### 読解用抜粋:
太平洋戦争の戦没者遺族の代表として4選を目指したが、知名度が浸透せずに落選。「遺族の高齢化は敗因ではない」とするが、戦争が忘れ去られようとしていると危機感を抱く。3年後に戦後80年の節目を控え、外地の戦没者の遺骨収集を急ぐべきだと訴える。

水落敏栄氏
7月の参院選比例区で落選しましたが、結果を検証したところ、日本遺族会自体はよく健闘したと分かりました。主な敗因は(候補者選定の調整に時間がかかって)5カ月しか選挙運動の時間が取れなかったこと。そもそも新型コロナウイルス禍で遺族会活動があまりできていなかったこともあります。短絡的に「遺族が高齢化したのが敗因」ということには強く否定したい。
とにかく、(後援会入会者の裾野を)広げる機会がありませんでした。今までは選挙の1年以上前から後援会活動を周知し、入会を呼びかけるので、得票ゼロの市町村はあまりありませんでしたが、今回はゼロの市町村がそれなりにありました。

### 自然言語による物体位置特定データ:
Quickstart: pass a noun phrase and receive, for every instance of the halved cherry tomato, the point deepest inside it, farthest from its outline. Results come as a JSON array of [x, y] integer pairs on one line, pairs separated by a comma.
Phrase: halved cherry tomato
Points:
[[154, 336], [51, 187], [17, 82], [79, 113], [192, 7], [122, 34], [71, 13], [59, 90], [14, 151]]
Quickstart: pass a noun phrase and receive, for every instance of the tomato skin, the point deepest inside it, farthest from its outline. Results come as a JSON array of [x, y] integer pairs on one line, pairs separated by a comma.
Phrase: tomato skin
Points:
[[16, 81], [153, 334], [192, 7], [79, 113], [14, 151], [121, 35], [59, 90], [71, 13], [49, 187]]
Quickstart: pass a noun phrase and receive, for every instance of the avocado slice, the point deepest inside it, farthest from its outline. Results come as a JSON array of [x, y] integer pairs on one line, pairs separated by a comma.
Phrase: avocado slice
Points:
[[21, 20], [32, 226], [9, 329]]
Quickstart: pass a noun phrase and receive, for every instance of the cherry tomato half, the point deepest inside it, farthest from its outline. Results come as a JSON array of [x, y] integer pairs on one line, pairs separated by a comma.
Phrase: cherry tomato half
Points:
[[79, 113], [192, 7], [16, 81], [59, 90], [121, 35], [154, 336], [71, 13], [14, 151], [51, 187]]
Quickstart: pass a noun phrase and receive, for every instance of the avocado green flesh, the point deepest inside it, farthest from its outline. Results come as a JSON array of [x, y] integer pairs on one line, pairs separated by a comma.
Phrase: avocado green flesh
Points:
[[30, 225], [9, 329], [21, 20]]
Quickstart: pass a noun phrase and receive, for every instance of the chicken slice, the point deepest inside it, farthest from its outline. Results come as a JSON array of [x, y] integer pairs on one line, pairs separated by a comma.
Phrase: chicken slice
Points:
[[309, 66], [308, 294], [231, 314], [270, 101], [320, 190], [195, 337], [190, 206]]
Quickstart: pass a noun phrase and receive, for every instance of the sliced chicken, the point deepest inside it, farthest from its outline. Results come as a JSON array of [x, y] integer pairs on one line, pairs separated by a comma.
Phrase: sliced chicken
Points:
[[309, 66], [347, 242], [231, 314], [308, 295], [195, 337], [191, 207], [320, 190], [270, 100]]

...

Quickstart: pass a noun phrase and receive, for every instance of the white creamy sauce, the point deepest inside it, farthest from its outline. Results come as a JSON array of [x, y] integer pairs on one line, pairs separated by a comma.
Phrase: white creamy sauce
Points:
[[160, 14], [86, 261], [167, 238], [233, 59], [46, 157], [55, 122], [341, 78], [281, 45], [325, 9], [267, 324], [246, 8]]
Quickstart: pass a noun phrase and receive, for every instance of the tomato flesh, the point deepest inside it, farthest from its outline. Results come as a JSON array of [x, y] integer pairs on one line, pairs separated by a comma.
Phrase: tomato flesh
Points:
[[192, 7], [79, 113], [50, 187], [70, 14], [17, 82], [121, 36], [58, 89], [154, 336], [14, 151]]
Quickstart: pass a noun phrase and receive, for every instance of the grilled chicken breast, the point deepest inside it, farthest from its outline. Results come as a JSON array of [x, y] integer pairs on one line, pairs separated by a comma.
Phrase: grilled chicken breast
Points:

--

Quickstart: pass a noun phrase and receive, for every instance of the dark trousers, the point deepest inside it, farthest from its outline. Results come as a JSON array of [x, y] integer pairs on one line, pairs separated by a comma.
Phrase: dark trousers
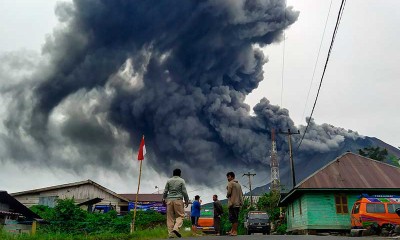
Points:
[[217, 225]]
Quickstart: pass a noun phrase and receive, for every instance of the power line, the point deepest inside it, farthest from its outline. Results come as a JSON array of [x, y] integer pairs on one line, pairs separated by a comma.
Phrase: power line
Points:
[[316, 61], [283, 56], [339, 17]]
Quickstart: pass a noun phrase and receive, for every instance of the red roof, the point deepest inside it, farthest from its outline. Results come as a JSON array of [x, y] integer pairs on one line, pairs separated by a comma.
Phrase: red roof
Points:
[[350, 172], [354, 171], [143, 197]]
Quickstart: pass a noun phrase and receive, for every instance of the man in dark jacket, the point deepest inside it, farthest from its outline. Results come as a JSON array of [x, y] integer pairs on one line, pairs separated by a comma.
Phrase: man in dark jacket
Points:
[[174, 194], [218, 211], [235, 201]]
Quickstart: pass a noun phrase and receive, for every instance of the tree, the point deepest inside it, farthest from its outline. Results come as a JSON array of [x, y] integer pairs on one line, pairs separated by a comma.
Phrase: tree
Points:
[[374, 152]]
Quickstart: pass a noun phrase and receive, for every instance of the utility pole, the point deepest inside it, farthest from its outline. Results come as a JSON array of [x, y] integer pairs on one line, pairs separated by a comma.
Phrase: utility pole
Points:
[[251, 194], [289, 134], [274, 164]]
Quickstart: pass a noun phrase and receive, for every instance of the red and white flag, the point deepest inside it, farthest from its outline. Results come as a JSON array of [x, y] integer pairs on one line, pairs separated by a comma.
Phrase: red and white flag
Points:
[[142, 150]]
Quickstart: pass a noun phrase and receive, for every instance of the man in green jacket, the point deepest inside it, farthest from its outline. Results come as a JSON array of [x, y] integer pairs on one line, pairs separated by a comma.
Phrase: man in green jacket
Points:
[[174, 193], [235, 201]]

### 取り組む課題:
A: 水落敏栄氏の談話では、参院選落選の主な敗因は何だとされているか。
B: 水落敏栄氏の談話の続きを、最後の文の後から書いてください。

### 解答一覧:
A: 候補者選定の調整に時間がかかり、選挙運動の時間が5カ月しか取れなかったこと。

B:
非拘束名簿式も敗因に
参院選比例代表(非拘束名簿式)の選挙制度の難しさも要因になったように思います。遺族会活動が一番活発だった昭和50年代に拘束名簿式に変わったので、いまだにこの制度が続いていて、政党名を書けばいいと思っている遺族が相当数います。仮に「水落」に投票しようと思っていただいても、有権者は「(名前でなく)自民党でもいいのかな」と思ってしまったのです。
ちなみに衆院選では比例代表は党名でしか投票できません。去年10月の衆院選では党名で投票してくださいとお伝えしているので、「今度は党ではなく個人名を書いて」といっても(有権者が)戸惑ってしまう。私の地元、新潟県十日町市でさえ、個人名での得票が5359票だったのに対し、約7000票が自民党と書かれていました。選挙期間中は「必ず名前を書いてください」と呼びかけましたが、大きな敗因の一つになりました。